## INSTRUCTIONS FOR THE TASK
Reproduce all of the data below line for line, keeping every character unchanged.

## EXERCISE MATERIAL
++++++++++++++++++++

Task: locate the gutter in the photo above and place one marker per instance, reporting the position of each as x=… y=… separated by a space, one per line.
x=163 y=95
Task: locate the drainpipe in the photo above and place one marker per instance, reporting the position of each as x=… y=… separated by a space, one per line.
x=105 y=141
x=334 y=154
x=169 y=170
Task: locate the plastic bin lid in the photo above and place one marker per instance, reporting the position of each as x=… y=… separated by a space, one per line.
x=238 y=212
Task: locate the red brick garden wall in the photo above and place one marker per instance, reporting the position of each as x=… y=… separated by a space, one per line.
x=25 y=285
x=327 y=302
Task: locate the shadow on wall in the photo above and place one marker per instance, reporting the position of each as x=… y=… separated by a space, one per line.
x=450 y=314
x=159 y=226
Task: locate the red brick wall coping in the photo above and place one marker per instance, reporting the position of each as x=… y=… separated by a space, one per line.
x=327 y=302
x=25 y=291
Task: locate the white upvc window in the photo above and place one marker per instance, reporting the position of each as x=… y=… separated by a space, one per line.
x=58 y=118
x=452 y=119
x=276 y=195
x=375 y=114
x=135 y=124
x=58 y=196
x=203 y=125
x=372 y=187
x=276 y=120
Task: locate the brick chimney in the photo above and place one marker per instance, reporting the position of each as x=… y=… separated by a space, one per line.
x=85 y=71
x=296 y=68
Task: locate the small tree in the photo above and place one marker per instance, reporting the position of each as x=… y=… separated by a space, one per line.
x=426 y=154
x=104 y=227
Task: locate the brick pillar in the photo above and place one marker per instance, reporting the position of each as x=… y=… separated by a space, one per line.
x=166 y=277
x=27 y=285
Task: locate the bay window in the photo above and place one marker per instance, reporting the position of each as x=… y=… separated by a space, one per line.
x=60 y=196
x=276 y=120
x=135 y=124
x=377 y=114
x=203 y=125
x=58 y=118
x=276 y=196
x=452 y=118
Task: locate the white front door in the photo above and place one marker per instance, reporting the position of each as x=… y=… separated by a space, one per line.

++++++++++++++++++++

## RESULT OF THIS EXERCISE
Task: locate the gutter in the photo above and place one marker per instance, reporting the position of each as x=… y=… separated by a space, one per line.
x=163 y=95
Task: locate the drainpipe in the photo above and place one marker per instance, reporting the position of each as x=… y=… separated by a space, one per line.
x=105 y=141
x=334 y=154
x=169 y=170
Task: locate the plastic bin lid in the photo above and place one marker per instance, reporting the position of each as x=… y=… separated by a space, one per line.
x=238 y=212
Task: locate the red brick garden wall in the photo above and place one marker per instance, reporting the position of each as x=… y=… separated by a space, one per line.
x=25 y=285
x=327 y=302
Task: locate the shadow on wall in the photo above and place one marker per instance, reporting the position of each as x=… y=… separated by a space, one per line.
x=450 y=314
x=159 y=226
Task: locate the red brick wall coping in the photo above and place one marker per instance, reporting the position of each as x=… y=… separated by a space, one per line.
x=327 y=302
x=25 y=291
Task: locate the white upvc window in the photo above and place one marker per instance, reporting the position of each as x=… y=… separated by a space, one per line.
x=58 y=118
x=452 y=119
x=276 y=195
x=375 y=114
x=135 y=124
x=58 y=196
x=203 y=125
x=372 y=187
x=276 y=120
Task: locate the brick chimney in the photo above and place one marker per instance, reporting the position of each as x=… y=… separated by a space, one per line.
x=85 y=71
x=296 y=68
Task: locate the small tree in the photo above and place one marker per instance, reporting the position of each as x=… y=… separated by a space, one per line.
x=426 y=154
x=104 y=227
Task: locate the brick pillar in the photo above and place one marker per instance, reporting the position of each as x=… y=… separated by a space, one per line.
x=166 y=277
x=27 y=285
Task: locate the bay window in the photo above and place one marker per instance, reporting the position of each as x=… y=… separated by a space, one per line.
x=60 y=196
x=276 y=120
x=135 y=124
x=377 y=114
x=203 y=125
x=58 y=118
x=276 y=196
x=452 y=118
Task: locate the white front door in the photo above and place one marker per instance, reporting the position of each as x=… y=… separated by a space, one per line.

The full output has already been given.